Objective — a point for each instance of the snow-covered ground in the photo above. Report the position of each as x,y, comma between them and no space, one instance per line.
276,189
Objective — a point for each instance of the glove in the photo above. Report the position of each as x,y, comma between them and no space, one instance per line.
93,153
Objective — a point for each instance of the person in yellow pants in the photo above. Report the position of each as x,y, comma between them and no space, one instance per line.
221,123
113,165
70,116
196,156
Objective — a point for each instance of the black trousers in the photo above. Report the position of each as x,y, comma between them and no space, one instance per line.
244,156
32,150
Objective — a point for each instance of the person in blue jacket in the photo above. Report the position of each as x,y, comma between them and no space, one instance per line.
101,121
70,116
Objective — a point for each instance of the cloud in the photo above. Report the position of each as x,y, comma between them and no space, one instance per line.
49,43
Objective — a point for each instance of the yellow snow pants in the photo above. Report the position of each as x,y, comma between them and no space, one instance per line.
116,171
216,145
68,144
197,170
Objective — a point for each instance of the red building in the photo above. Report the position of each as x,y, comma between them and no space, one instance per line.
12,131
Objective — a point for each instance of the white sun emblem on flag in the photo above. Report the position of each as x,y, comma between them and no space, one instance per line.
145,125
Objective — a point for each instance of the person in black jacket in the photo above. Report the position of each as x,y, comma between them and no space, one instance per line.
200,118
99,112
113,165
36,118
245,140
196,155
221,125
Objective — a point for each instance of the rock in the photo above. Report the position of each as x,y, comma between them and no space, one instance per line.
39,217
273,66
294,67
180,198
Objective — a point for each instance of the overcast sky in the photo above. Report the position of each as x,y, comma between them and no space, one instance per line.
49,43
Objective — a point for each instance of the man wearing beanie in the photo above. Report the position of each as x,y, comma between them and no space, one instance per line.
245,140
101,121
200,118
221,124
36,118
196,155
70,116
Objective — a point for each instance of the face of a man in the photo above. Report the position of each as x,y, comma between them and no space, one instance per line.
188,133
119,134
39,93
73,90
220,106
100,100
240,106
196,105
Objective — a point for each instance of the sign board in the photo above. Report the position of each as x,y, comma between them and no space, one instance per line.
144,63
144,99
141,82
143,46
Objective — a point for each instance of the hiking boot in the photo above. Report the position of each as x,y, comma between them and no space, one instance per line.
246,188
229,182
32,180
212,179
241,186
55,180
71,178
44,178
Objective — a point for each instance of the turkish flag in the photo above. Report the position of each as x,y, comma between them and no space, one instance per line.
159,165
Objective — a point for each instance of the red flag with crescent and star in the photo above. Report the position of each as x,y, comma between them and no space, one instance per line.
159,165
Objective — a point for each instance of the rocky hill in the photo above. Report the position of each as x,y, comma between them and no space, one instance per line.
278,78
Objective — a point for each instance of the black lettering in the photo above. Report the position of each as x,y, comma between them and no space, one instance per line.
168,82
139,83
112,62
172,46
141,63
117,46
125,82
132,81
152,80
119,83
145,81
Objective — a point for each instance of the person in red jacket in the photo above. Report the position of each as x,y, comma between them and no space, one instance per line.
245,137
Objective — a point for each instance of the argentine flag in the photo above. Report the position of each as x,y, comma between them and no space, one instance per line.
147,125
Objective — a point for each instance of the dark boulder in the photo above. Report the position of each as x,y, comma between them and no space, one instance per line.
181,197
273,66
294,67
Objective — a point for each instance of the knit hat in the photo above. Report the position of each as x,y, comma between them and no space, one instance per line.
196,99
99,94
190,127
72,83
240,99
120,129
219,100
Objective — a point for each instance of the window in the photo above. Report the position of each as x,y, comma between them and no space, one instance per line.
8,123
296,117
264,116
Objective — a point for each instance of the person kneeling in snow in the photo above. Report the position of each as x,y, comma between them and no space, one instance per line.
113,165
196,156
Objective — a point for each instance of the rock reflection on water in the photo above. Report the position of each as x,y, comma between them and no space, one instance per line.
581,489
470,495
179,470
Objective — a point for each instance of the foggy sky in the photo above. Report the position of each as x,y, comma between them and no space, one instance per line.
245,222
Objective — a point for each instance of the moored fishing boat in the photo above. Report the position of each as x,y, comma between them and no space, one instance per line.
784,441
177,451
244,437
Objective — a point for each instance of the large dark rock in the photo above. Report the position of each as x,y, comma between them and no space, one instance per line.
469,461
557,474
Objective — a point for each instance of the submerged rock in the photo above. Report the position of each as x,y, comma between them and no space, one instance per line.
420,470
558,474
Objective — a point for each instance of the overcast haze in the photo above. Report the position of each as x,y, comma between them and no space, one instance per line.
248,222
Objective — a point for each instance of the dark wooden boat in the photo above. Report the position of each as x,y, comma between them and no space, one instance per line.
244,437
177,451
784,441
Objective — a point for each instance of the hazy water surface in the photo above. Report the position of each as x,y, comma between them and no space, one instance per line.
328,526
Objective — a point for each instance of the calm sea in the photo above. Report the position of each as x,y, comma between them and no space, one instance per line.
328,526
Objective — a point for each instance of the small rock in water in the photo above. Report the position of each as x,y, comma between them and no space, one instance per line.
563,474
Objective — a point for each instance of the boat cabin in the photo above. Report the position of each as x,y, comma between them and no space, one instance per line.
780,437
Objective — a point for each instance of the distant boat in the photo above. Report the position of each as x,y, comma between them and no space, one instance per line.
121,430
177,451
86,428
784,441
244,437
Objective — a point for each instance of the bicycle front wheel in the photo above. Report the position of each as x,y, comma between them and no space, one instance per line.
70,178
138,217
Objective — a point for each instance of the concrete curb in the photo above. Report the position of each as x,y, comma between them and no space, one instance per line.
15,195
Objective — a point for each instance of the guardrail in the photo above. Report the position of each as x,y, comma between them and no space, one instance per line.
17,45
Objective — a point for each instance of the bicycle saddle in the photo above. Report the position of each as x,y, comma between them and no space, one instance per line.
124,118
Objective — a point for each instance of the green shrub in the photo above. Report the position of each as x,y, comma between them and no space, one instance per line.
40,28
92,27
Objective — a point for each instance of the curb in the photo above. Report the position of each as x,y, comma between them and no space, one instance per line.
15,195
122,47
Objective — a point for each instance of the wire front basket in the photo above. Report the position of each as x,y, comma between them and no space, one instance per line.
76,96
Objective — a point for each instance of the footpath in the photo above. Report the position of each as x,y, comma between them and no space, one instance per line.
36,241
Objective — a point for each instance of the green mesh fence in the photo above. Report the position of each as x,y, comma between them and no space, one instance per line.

_Written exercise_. Repeat, exactly and only, the lines above from the one containing "Objective — a point for each instance of the guardrail" through the end of the material.

_Exercise response_.
Objective — a point for each instance of the guardrail in the photo above. Report the position of each as x,y, comma between them and no space, one instance per line.
17,45
Objective — a point for each instance of the bicycle saddle in the photo above. Report the position of each as x,y, comma between them and no space, one instance per line.
124,118
Objective — a point for each instance of the green shrub in the photo above. Report the position of each as x,y, comma between them and no space, one instance per line.
40,28
92,27
Objective — a point for each instance of the curb in the photo above. Report the position of each as x,y, comma between them and no space, one instance per line.
15,195
122,47
Objective — a point for each instance of the wire front basket in the photo above. Report the position of each as x,y, comma between them and no space, one instance per line.
76,96
Objective — a point for each instance of the footpath in the photo above. Report the position of each as x,y, comma between them and no space, one instance per line.
36,241
Objective — a point for each instance of the green mesh fence in the photo above. Report the position of each as x,y, comma between them and no space, one instance per line.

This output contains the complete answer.